> _EXTRAIT DE PAGE_:
-.-.-
Gabrielle Stemmer est une jeune auteure qu’il va falloir suivre de près. (Elle a d’ailleurs reçu le prix Emergences de la SCAM en 2020).
Avec « Clean with me (after dark) », film de fin d’études réalisé dans le cadre de la Fémis, elle impressionne par sa maîtrise du montage et des codes des réseaux sociaux pour nous offrir un (assez rare) desktop documentary – entendez : un documentaire réalisé uniquement à partir d’un écran d’ordinateur. La prouesse divisera les adeptes du genre, toujours est-il que Le Blog documentaire lui a décerné son Prix des Parrains lors du dernier Festival International du Documentaire Emergent.

« Clean with me (after dark) » est disponible gratuitement en ligne jusqu’à jeudi sur MK2 Curiosity, avant d’être sélectionné au festival « Filmer le travail » du 19 au 28 février.

Le Blog documentaire : Vous avez fait la Fémis, une école prestigieuse et plutôt « classique » disons… Pourquoi avoir choisi d’y réaliser un film uniquement composé d’images d’internet ? Et est-ce que ça a surpris l’institution ?

Gabrielle Stemmer : Ce n’était pas une décision consciente prise à l’avance, c’est vraiment au fur et à mesure que je suis venue à cette forme. Dans la section montage de la Fémis, nous sommes obligés d’utiliser des archives pour notre film de fin d’études, on nous encourage à aller chercher des types d’images différentes, donc je dirais que l’école encourage plutôt à emprunter des chemins pas si classiques que ça.

Je me suis lancée le jour où j’ai compris que les images de YouTube pouvaient être considérées comme des archives du temps présent. Mais c’est vrai que c’était une intention plutôt radicale de choisir que tout se passe sur un écran d’ordinateur.

Il n’y a pas eu de résistance du côté de l’école, si ce n’est l’absence totale de voix-off dans le film, qui leur posait un peu problème. Mais j’ai fait le pari qu’on pourrait comprendre mon point de vue sans avoir recours à un commentaire. Pour le reste, ces images de femmes en train de faire du ménage les faisaient plutôt rire, et ils étaient plutôt curieux de l’univers que je leur faisais découvrir.

Pourquoi avoir choisi ces images en particulier de femmes qui font le ménage chez elles ?… Il y a plein d’autres choses qui circulent sur les réseaux sociaux…

Ce sont des images je connaissais déjà très bien parce que je regarde beaucoup YouTube pour mes loisirs. J’en avais vues beaucoup ces deux ou trois dernières années parce que ça me détendait ! Et je me suis dit que ces vidéos, apparemment anodines, renfermaient un sujet de société important. J’avais accumulé un certain savoir sur ces femmes, je connaissais leurs vies privées et leurs problèmes, pour moi il y avait un film à construire.

 

Qu’est-ce que vous avez ressenti les premières fois que vous avez vu ces vidéos ?
-.-.-
(Entrées enregistrées)
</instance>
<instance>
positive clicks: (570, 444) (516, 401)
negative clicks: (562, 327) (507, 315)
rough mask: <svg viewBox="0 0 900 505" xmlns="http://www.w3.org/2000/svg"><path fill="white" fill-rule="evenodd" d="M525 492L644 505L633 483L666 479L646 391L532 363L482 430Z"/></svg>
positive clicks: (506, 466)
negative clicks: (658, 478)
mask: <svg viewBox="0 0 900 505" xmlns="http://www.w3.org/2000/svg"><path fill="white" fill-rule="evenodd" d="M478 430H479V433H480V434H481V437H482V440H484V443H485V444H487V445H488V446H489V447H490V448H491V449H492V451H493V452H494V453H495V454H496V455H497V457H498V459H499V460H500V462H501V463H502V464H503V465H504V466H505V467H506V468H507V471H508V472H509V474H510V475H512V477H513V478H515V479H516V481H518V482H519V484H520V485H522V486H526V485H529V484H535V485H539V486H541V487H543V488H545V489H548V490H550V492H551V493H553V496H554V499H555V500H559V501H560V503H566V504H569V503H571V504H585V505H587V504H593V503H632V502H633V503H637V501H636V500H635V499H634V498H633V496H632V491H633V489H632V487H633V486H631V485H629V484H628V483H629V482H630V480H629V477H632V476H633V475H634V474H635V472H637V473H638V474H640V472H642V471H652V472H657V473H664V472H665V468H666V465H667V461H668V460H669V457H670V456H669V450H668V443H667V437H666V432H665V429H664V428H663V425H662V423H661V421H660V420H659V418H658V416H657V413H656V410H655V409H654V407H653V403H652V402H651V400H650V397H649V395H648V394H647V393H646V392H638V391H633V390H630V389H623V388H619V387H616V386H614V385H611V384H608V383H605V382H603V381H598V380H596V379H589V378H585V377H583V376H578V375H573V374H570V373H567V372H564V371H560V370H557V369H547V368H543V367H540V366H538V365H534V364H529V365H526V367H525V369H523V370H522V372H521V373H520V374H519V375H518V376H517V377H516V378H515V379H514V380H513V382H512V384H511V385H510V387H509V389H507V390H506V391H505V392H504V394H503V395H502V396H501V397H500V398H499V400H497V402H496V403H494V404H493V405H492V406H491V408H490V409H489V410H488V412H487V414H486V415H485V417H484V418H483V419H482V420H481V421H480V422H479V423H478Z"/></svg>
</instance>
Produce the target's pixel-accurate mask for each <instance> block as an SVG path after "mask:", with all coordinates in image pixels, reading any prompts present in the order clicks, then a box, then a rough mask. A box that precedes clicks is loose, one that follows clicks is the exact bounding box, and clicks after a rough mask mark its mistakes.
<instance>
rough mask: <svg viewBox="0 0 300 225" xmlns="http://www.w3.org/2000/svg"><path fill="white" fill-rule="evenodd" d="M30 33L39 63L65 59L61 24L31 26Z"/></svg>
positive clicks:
-.-.-
> _TRAVAIL DEMANDÉ_:
1. Recopiez fidèlement le passage de l'entretien avec Gabrielle Stemmer qui s'ouvre sur les mots contenant « Il n’y a pas » et se clôt sur « leur faisais découvrir. ».
2. Pouvez-vous prolonger l'entretien avec Gabrielle Stemmer au-delà de sa dernière phrase ?

> _RÉPONSES ATTENDUES_:
1.
Il n’y a pas eu de résistance du côté de l’école, si ce n’est l’absence totale de voix-off dans le film, qui leur posait un peu problème. Mais j’ai fait le pari qu’on pourrait comprendre mon point de vue sans avoir recours à un commentaire. Pour le reste, ces images de femmes en train de faire du ménage les faisaient plutôt rire, et ils étaient plutôt curieux de l’univers que je leur faisais découvrir.

2.
Comme tout le monde, j’ai d’abord été surprise que de telles vidéos et de telles mises en scènes puissent exister. Et puis elles me relaxaient, c’était mon ASMR à moi ! Et c’était très étonnant, car je n’ai pas un appétit démesuré pour le ménage. Je me demandais pourquoi ces vidéos me fascinaient, et je m’interrogeais sur mon statut très passif face à ces images..

Bien sûr, leur mode de vie me dérangeait. Mais au fur et à mesure, je me suis concentrée sur les moments où le vernis se fissurait, quand elles expriment d’autres envies ou confessent que quelque chose ne va pas. J’ai cherché des traces des maris, aussi… Et de fil en aiguille, c’est un mode de vie, une idéologie, et une certaine vision de la condition féminine moderne qui se dégageaient de ces vidéos.

C’est ce que l’on voit dans l’évolution de votre film, on passe de l’étonnement à l’inquiétude… Vous jouez d’abord un patchwork d’images assez lumineuses et baignées de musique puis vous zoomez, vous coupez le son, et il se dégage quelque chose d’étrange, il y a comme un malaise…

Dès le départ, je souhaitais proposer au spectateur un « parcours accéléré » de quelqu’un qui découvrirait ces vidéos pour la première fois, et qu’on emmènerait de l’autre côté du décor. Ces vidéos sont d’ailleurs souvent proposées en mode accéléré, avec des musiques pop’ très dynamiques. J’ai presque naturellement eu envie de remettre ces images en vitesse normale et d’enlever le son pour tenter de voir autre chose. Cela faisait écho pour moi à un film de Chantal Akerman qui m’a beaucoup marqué : Jeanne Dilman, 23, quai du commerce, 1080 Bruxelles.

Vous l’avez dit : vous avez réalisé votre film uniquement à partir de votre écran d’ordinateur. Pourquoi avoir choisi cette forme si particulière et assez nouvelle du desktop documentary ?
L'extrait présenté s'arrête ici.